WORK TASK 1: In the essay "Eye Contact" below, on which street was the hospital the family kept driving to?
WORK TASK 2: From the essay "Eye Contact" below, output the passage that begins with the words "It had been" and ends after the words "episode at home.".
WORK TASK 3: Pick up the essay "Eye Contact" below after its final sentence and continue writing it.

STUDY TEXT:
+---+
Eye Contact

It had been a tiring two months and at times it seemed as if every third day or so we’d made the drive to the hospital on unassuming Beverly Boulevard in Montebello and rush up to the floor where my father laid in bed after his very last episode at home.

Every time the phone rang during those weeks a rush of sensations would shoot like a bolt of lighting down my back. Why my mother’s number appeared on the tiny grayish screen of my phone I always wondered for half a second if it had finally happened. After the first four or five calls and hurried trips the calls started to become a nuisance and took a back seat to a few other pressing matters before me.

The holidays were now soon just before us. My wife and I were expecting our first child. The economy was quickly beginning to show the signs of a radical change. Things were moving in all sorts of different directions and now my father’s possible demise was becoming just “another issue to deal with”.
+---+
DATASET EXTRACT:
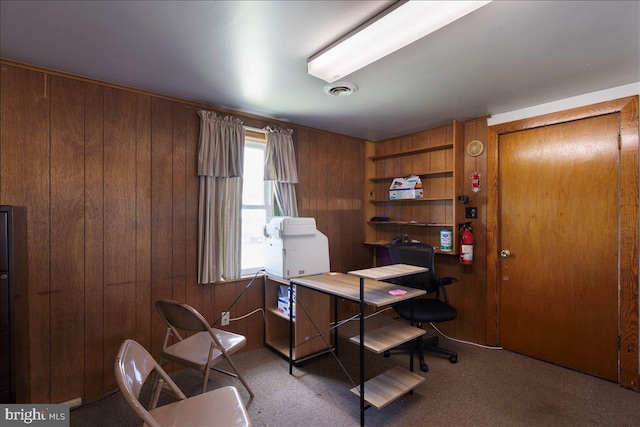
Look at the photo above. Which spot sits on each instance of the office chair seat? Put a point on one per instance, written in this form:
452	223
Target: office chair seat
423	310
+---+
EXERCISE ANSWER 1: Beverly Boulevard in Montebello.

EXERCISE ANSWER 2:
It had been a tiring two months and at times it seemed as if every third day or so we’d made the drive to the hospital on unassuming Beverly Boulevard in Montebello and rush up to the floor where my father laid in bed after his very last episode at home.

EXERCISE ANSWER 3:
Our near identical temperament had kept us away for many years. Soon after my 15th birthday my father and I had quietly come to the understanding that we were not mean to be friends. At least, not for a long while. He had many demons. The alcohol, the rabid temper, his need for women other than my mother. I felt short of his ideal for a son. I was too sensitive, meek to the world and shied away from verbal or physical confrontations.

Things did not get better as I aged. My college years expanded my range of questions and I felt his frustration when he had to admit a lack of answers. He was an intelligent man who had not been well educated. He was proud of his son’s achievements but was troubled to see him pulling away. Fights and threats were frequent. I think I felt his fists on my chin, shoulders and ribs more during those times.

Then I met someone special. Someone different than the usual young ladies they had learned about throughout my first eight quarters of college. The woman I met was spirited, rational, traveled and no-nonsense. She sparked the idea of a life outside of our university and the real life tools we’d need to begin it. My time with her was magical but as we became closer life at home deteriorated at a quicker pace.

By the time the decision was made to move in together, my father and I hardly spoke. On the day I left for home and just before he closed the door behind me I heard his sendoff. “Good look to you and your whore. You are never welcomed here again.”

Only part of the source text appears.